Problem to solve
Copy every row below verbatim, omitting the pictures from your reproduction.

Data in this exercise

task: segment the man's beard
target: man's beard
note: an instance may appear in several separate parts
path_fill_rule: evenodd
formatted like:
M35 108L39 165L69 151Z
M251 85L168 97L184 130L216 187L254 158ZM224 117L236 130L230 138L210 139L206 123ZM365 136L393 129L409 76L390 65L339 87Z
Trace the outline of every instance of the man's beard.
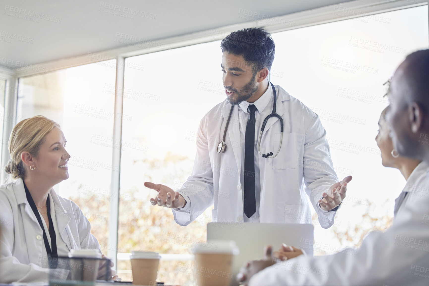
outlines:
M247 100L254 94L256 91L258 90L258 87L256 84L256 81L255 80L255 77L254 76L252 80L246 84L240 90L240 92L234 88L225 87L225 89L227 89L230 91L233 91L234 96L236 96L235 99L233 99L233 96L227 97L227 100L230 102L230 103L233 105L236 105L245 100Z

Exercise answer
task: segment the man's beard
target: man's beard
note: an instance may appear in several separate parts
path_fill_rule: evenodd
formatted like:
M35 108L39 165L69 151Z
M251 85L168 97L184 130L216 187L254 158ZM224 117L236 130L230 138L210 139L206 123ZM365 136L393 129L409 76L390 65L339 87Z
Trace the outline of every instance of the man's beard.
outlines:
M247 100L254 94L256 91L258 90L258 87L256 84L256 81L255 80L255 77L254 76L252 80L246 84L240 90L240 92L234 88L225 87L225 89L227 89L230 91L233 91L234 96L236 96L235 99L233 99L233 96L227 97L227 100L230 102L230 103L233 105L236 105L245 100Z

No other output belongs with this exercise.